▸ **WHAT NEEDS TO BE DONE**
Starting at the line that contains "Mark the stone platform", retype each line to the end of the listing below. Include both ends, but not the pictures.

▸ **INPUT MATERIAL**
☆ ☆ ☆ ☆
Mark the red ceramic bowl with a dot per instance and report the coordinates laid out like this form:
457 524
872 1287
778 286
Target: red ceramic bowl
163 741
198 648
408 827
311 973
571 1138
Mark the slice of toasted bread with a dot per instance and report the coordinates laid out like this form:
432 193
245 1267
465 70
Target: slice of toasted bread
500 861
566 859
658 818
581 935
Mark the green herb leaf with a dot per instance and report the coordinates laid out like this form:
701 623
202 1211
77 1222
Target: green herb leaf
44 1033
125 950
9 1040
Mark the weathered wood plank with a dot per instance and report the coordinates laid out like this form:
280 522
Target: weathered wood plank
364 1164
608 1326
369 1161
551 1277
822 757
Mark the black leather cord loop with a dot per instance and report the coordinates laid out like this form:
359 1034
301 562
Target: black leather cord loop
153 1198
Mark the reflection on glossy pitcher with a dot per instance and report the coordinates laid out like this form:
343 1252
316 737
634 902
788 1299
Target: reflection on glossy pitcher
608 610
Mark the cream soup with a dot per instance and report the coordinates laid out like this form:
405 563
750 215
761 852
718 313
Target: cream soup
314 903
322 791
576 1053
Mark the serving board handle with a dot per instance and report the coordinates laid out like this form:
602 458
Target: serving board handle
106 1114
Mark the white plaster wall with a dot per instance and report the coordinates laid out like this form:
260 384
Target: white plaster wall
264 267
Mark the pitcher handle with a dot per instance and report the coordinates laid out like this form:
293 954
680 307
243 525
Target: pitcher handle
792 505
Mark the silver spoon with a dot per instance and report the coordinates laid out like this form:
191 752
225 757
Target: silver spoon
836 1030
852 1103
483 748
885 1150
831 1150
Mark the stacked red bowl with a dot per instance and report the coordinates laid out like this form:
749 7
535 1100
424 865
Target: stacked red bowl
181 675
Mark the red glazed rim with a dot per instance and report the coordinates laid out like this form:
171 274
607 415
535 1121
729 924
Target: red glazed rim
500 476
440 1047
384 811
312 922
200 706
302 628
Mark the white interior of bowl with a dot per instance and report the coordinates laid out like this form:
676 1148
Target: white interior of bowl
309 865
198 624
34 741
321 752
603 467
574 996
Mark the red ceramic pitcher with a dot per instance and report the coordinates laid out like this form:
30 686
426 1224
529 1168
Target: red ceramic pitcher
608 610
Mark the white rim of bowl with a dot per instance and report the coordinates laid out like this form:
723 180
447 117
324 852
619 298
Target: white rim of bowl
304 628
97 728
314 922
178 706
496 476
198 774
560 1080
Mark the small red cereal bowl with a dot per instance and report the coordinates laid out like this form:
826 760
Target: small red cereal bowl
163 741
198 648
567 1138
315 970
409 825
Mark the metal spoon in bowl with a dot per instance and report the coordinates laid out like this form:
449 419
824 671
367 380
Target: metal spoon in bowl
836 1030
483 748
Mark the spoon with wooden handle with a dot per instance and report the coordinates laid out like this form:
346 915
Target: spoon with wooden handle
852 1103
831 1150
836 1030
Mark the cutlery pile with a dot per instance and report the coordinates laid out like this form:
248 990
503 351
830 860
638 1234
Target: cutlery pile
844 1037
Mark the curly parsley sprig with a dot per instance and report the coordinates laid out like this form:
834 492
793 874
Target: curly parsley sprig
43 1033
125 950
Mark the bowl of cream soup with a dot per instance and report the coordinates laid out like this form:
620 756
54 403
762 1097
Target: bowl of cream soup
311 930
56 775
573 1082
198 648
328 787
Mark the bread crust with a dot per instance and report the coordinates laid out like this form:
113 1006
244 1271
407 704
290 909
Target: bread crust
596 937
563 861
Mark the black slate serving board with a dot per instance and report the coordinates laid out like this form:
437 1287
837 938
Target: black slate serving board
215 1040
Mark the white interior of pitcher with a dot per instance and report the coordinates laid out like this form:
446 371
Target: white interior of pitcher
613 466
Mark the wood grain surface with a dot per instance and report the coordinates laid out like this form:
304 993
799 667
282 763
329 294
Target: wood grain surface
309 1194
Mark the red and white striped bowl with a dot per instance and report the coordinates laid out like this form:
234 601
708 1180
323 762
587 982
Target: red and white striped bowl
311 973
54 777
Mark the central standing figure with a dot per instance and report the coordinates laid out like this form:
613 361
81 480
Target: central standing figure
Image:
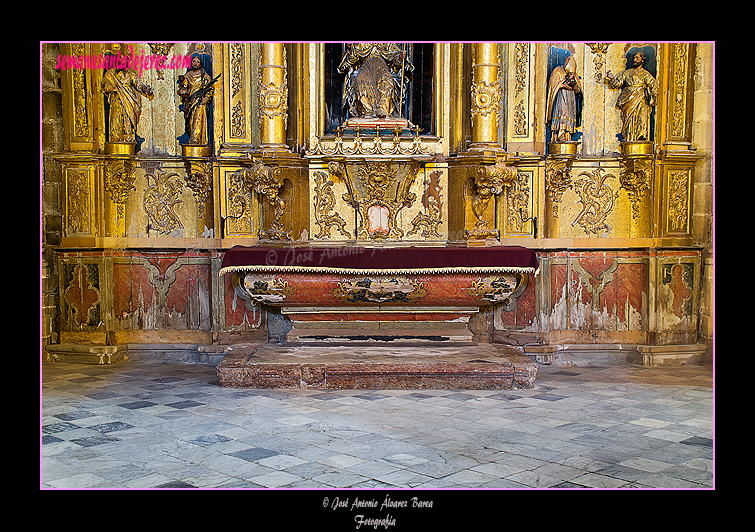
374 86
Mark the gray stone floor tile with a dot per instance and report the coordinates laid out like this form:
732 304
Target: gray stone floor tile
142 426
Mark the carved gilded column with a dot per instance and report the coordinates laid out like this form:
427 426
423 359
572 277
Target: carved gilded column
486 96
273 96
677 158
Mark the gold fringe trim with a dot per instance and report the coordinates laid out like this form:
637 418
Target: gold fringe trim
379 271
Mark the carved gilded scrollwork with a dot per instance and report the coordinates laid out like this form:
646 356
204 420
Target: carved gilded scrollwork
431 220
267 180
239 218
597 199
324 202
521 55
678 124
380 290
635 177
378 191
162 194
119 178
599 51
678 196
557 180
490 180
518 204
495 290
78 192
199 180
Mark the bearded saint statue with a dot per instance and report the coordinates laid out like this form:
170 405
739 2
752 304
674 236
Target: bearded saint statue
374 85
564 90
639 91
124 90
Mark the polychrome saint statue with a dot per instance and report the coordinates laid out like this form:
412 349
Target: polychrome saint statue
564 89
375 84
639 90
196 90
123 90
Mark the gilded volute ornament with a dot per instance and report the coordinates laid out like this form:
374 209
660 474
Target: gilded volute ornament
375 85
639 90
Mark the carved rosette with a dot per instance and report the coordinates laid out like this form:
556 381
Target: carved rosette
486 98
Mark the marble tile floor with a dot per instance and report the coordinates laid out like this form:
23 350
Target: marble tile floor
148 425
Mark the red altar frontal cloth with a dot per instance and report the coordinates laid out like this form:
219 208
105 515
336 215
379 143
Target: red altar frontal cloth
403 258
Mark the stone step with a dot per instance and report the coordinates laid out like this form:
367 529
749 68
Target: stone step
380 334
349 366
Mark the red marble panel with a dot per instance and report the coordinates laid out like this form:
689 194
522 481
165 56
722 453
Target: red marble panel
631 284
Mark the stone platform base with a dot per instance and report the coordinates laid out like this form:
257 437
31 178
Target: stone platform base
110 354
463 366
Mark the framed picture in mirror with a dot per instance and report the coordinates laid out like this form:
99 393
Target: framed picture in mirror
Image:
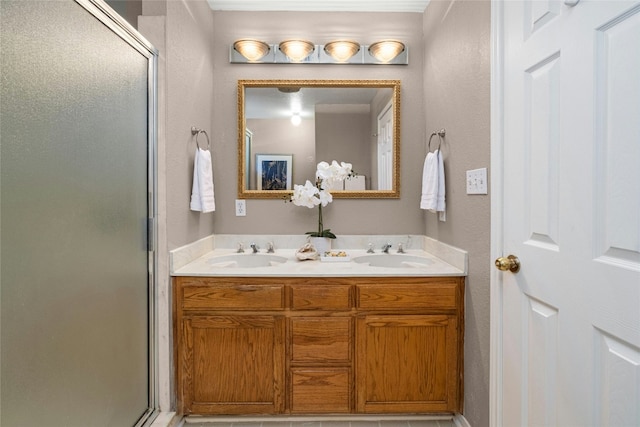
273 172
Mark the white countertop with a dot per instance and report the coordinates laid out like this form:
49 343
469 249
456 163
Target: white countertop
205 265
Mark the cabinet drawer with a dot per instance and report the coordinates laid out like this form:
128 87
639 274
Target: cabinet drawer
321 339
407 296
321 390
234 296
320 297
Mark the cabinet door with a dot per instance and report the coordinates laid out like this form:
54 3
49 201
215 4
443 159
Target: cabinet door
407 363
233 364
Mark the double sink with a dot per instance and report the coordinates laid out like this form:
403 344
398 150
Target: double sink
269 260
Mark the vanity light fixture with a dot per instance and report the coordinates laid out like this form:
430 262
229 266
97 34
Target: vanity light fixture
296 50
342 50
386 50
339 51
252 49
☆ ☆ ☆ ☆
▸ **OUTPUT**
Mark the stone platform base with a dot per instance and report the coordinates laid out like this form:
257 437
31 178
Target: stone platform base
110 354
463 366
Mark the framed picture in mirror with a dot per instance and report the coordinates laid out like this form:
99 393
Target: framed picture in mirror
Image:
273 172
Mark the white countertop with a dot per instance and report the coordinates laid out like this form:
49 343
469 249
456 163
Target: white countertop
205 265
Mark the cabinet drawer with a dot per instance and report the coordinates laid out like this form:
128 87
639 274
Target: cabinet drawer
321 339
407 296
321 390
234 296
320 297
Mark the cabinet door with a dot per instance and report the coordinates laid out like this form:
54 3
49 201
215 4
443 159
Target: cabinet door
407 363
233 364
Mark the double sink with a dot per instance and report the coordinates laid out like this form:
403 344
398 150
Target: double sink
269 260
Mark the vanity light fixture with a dot per instance and report the coordinates laid out like this form:
430 262
229 266
97 34
Target: vanity light fixture
296 50
342 50
386 50
339 51
252 49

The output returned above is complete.